> [Exercise prompt]
Copy out each of the records below word for word, omitting the pictures.

> [Data to process]

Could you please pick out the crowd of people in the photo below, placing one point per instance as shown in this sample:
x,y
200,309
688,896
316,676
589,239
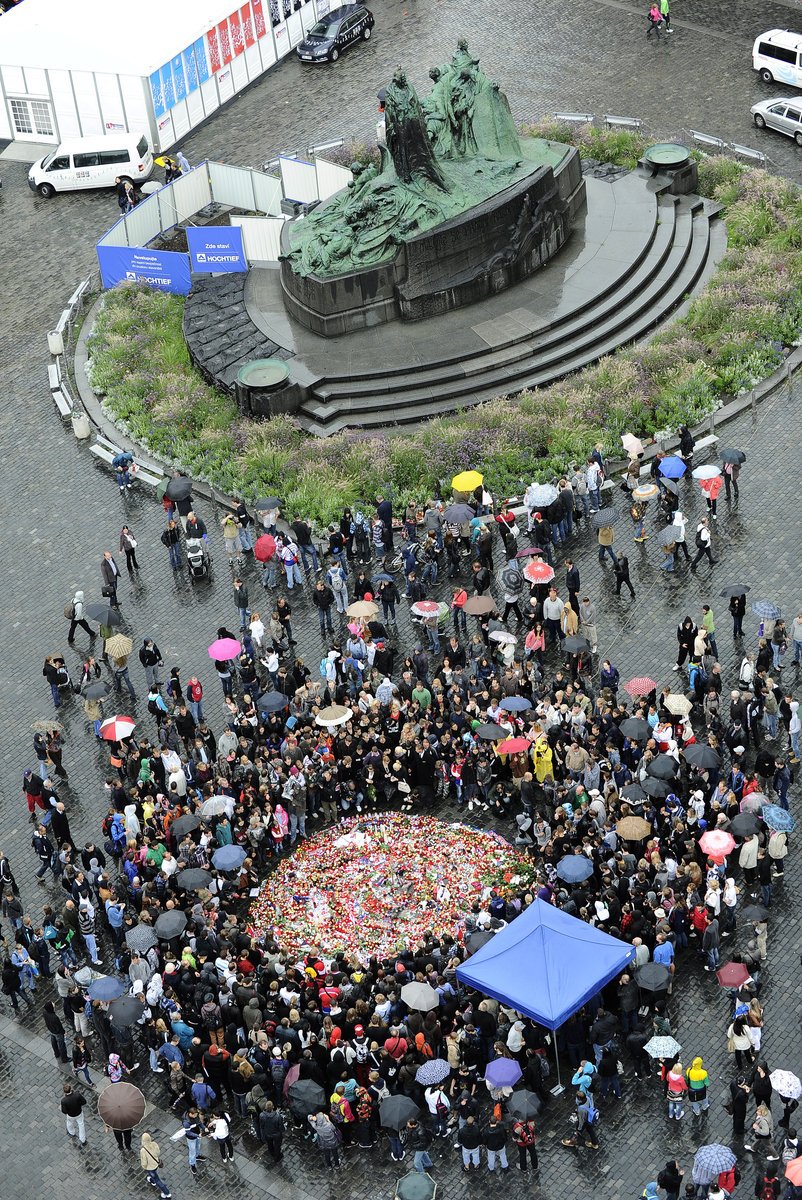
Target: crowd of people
x,y
241,1037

> [Exercise output]
Could you please pick out the crowd of people in the photo below, placing one point per instance as shown in this sample:
x,y
200,309
688,896
316,676
589,239
Target: crowd of people
x,y
241,1037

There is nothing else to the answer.